*Required task 1:* From the forum post, list every key set inside the "parameters" block of the request.
*Required task 2:*
Based on the forum post, say whether each statement is true. Answer yes or no and quote the words that decide it.
(a) The model had been working well for more than a year.
(b) The request sets use_cache to true.
(c) The estimated_time value keeps changing.
*Required task 3:* What estimated_time value appears in the error response quoted in the forum post?

*Passage:*
▼
I have a pinned model (shaxpir/prosecraft_resumed_ft2
) on the inference API that has been working well for over a year, but it recently stopped working… When I make a request like this:
curl -i -X POST https://api-inference.huggingface.co/models/shaxpir/prosecraft_resumed_ft2 \
-H "Authorization: Bearer <REDACTED>" \
-H "Content-Type: application/json" \
-d \
'{
"inputs":"Once upon a time,",
"options":{
"use_gpu": true,
"use_cache": false
},
"parameters": {
"return_full_text": false,
"num_return_sequences": 1,
"temperature": 1.0,
"top_p" : 0.9,
"max_new_tokens": 250
}
}'
I get a 503 error telling me that the model is currently loading…
HTTP/2 503
date: Mon, 24 Apr 2023 19:17:42 GMT
content-type: application/json
content-length: 91
x-request-id: JcowSHvjgHSgCiowln3Zm
access-control-allow-credentials: true
vary: Origin, Access-Control-Request-Method, Access-Control-Request-Headers
{
"error" : "Model shaxpir/prosecraft_resumed_ft2 is currently loading",
"estimated_time" : 20.0
}
But the model never seems to fully load, and the “estimated_time” never changes.
Can you help?
▲
*Entries shown:*
▼
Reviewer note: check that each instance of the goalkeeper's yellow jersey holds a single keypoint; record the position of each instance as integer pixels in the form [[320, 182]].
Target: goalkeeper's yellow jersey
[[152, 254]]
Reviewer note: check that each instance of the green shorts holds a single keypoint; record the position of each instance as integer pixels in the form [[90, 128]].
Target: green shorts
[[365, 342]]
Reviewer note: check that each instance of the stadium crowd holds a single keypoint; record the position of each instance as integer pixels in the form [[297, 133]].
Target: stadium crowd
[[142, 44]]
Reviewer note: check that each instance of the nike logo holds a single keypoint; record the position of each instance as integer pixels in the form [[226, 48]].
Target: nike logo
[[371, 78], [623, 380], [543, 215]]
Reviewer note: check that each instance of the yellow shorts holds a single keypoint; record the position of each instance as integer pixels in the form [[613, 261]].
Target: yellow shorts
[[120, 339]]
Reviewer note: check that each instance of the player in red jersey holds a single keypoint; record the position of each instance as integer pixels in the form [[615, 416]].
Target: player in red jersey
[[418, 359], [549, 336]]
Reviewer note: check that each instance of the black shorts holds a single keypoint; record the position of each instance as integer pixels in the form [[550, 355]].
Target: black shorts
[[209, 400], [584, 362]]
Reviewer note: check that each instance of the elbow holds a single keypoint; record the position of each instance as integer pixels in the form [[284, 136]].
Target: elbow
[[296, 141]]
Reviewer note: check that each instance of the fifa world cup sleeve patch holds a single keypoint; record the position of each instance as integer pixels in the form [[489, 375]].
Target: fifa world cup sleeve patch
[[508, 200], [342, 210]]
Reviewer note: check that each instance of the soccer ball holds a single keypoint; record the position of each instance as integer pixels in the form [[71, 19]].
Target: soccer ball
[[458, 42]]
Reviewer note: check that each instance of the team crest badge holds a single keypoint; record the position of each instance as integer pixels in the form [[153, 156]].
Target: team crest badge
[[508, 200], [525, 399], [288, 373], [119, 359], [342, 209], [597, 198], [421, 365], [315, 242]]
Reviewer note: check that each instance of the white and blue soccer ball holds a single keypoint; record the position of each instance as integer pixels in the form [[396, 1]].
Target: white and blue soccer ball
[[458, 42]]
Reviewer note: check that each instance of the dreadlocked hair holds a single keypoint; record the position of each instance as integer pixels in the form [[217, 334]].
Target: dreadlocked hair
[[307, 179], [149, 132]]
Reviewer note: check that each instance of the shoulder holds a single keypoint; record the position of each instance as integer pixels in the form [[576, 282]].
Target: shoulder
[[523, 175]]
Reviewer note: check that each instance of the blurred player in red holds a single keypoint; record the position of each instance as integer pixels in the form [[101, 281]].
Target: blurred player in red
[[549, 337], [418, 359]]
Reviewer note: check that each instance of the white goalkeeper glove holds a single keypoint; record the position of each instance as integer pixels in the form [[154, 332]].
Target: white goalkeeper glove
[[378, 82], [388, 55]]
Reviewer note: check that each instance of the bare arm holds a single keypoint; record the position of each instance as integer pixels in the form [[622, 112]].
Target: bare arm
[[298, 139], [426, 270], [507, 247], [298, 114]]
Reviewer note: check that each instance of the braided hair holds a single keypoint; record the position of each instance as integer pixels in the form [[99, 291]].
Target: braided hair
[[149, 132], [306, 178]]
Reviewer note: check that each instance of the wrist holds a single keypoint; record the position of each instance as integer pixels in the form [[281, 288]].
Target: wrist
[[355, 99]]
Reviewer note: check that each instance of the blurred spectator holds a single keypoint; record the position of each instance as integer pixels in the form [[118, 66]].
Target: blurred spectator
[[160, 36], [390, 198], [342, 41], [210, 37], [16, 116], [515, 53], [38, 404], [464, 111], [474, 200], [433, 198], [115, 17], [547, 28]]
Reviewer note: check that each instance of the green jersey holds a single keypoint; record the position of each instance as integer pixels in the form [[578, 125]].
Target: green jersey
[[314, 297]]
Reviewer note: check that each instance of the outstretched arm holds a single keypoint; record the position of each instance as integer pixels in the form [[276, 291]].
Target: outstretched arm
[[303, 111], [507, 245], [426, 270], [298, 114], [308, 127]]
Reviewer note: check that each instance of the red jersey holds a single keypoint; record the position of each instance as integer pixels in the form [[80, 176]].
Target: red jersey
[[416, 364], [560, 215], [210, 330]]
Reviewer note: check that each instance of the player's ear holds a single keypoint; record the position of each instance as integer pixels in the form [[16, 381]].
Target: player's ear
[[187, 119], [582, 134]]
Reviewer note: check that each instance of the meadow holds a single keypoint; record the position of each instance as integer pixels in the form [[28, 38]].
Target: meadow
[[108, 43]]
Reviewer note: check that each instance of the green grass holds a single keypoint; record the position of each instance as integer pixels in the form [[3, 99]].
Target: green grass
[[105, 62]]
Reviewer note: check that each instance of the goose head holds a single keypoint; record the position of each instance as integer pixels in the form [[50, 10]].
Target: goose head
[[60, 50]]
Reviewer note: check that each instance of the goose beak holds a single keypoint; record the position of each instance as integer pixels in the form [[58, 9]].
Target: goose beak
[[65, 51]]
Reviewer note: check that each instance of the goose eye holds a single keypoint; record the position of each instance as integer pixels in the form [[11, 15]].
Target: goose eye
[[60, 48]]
▲
*Full answer 1:* return_full_text, num_return_sequences, temperature, top_p, max_new_tokens

*Full answer 2:*
(a) Yes: "has been working well for over a year"
(b) No: "use_cache": false
(c) No: "the “estimated_time” never changes"

*Full answer 3:* 20.0